⟨

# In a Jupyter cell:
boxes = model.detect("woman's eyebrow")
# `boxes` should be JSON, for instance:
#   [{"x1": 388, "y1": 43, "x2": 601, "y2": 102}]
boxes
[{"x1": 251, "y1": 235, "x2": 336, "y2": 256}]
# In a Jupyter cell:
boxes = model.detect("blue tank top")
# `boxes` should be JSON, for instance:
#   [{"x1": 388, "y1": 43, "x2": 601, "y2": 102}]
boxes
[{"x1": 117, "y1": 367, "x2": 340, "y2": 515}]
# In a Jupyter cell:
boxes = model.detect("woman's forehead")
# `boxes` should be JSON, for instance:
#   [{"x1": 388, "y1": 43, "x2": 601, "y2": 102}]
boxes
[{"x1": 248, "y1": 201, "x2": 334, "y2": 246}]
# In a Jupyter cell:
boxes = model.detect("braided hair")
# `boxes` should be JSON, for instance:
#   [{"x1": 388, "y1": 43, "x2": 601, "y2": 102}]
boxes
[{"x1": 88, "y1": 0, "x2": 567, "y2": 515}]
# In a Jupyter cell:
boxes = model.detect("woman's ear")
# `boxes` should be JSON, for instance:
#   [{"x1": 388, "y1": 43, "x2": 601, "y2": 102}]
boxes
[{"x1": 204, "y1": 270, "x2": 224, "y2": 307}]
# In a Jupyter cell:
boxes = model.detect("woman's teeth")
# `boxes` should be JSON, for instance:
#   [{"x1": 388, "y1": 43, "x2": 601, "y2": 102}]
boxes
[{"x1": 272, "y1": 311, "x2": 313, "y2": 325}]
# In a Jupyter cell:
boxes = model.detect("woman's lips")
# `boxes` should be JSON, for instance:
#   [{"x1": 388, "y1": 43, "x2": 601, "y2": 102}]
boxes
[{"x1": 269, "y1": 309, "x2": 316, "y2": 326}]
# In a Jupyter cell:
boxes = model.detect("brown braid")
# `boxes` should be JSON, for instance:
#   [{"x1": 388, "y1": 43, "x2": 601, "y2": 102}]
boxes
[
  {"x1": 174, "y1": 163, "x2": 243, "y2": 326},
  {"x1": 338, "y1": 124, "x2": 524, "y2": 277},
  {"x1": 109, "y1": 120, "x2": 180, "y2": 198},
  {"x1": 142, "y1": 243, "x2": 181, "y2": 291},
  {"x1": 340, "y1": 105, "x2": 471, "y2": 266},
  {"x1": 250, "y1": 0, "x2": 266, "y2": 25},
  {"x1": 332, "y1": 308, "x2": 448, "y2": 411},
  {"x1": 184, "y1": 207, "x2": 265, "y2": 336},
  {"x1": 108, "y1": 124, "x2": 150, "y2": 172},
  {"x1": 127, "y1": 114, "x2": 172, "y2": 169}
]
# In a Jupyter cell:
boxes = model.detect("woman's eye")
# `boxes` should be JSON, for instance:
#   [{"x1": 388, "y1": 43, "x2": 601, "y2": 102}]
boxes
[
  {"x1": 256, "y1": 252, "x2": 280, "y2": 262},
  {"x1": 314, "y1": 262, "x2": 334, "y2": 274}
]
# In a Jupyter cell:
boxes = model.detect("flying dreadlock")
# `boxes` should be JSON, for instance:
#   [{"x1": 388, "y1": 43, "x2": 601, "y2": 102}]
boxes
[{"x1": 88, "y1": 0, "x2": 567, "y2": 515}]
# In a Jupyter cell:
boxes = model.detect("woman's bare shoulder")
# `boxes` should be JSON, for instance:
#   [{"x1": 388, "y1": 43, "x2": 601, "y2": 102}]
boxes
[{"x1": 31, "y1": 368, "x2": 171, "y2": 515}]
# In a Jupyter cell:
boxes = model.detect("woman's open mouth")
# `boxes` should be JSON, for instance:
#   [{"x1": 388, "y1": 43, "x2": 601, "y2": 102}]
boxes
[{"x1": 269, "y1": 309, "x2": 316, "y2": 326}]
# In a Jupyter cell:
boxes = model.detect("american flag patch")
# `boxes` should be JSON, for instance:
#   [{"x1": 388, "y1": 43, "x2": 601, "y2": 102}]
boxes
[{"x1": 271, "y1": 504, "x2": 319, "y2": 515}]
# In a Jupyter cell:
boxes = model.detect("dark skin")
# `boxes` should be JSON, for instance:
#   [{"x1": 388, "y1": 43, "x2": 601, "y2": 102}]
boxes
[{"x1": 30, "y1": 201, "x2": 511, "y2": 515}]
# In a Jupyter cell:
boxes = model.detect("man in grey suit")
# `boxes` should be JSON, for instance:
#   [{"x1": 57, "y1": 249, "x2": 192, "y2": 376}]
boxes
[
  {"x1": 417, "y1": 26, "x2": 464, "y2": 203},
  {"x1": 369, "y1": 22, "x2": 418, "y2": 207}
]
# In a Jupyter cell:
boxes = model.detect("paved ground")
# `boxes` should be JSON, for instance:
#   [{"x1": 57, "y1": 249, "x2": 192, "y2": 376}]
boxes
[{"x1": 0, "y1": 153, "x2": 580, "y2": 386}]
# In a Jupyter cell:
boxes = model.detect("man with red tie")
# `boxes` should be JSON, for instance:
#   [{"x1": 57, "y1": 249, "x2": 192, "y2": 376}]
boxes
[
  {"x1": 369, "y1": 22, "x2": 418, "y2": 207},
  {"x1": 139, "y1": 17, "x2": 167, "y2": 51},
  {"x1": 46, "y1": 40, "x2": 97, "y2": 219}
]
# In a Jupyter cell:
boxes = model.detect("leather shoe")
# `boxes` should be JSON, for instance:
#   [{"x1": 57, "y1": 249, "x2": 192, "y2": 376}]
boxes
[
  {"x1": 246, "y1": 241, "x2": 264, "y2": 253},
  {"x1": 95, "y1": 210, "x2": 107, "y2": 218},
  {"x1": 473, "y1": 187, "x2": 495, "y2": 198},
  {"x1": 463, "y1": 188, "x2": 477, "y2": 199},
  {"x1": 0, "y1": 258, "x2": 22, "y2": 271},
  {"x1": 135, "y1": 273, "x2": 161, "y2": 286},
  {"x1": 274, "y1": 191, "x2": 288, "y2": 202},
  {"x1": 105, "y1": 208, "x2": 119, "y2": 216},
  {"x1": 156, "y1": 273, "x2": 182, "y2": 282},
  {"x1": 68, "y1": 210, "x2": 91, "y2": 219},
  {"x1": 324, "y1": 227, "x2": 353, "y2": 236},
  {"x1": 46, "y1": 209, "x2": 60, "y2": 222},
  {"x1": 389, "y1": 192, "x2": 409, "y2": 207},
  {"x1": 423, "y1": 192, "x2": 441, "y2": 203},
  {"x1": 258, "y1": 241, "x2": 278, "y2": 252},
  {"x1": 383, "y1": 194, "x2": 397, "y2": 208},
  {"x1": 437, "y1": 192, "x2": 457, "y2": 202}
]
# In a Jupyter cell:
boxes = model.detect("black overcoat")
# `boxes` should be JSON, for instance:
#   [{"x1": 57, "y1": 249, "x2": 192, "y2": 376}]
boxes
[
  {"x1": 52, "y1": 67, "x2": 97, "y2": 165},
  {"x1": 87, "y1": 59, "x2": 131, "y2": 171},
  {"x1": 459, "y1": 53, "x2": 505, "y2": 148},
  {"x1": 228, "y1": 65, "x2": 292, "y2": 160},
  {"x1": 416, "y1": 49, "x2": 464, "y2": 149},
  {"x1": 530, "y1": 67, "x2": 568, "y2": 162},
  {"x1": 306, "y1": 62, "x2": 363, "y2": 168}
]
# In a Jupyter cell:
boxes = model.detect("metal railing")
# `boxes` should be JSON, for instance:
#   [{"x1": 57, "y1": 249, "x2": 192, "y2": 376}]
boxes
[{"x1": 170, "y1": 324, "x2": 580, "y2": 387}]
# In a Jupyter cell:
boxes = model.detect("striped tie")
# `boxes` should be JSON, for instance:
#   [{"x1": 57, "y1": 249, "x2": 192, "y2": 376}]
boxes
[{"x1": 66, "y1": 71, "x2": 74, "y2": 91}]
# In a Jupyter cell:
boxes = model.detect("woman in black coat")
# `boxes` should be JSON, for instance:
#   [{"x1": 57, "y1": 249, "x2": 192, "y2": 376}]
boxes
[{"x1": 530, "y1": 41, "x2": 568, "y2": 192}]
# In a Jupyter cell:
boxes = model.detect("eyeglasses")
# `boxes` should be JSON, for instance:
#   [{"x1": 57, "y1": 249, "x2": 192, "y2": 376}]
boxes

⟩

● **练习题目**
把上面数据中所有含有“woman”这个词的行都摘出来，大小写不同的不算。

● **参考答案**
boxes = model.detect("woman's eyebrow")
boxes = model.detect("woman's forehead")
boxes = model.detect("woman's ear")
boxes = model.detect("woman's teeth")
boxes = model.detect("woman's lips")
boxes = model.detect("woman's eye")
boxes = model.detect("woman's bare shoulder")
boxes = model.detect("woman's open mouth")
boxes = model.detect("woman in black coat")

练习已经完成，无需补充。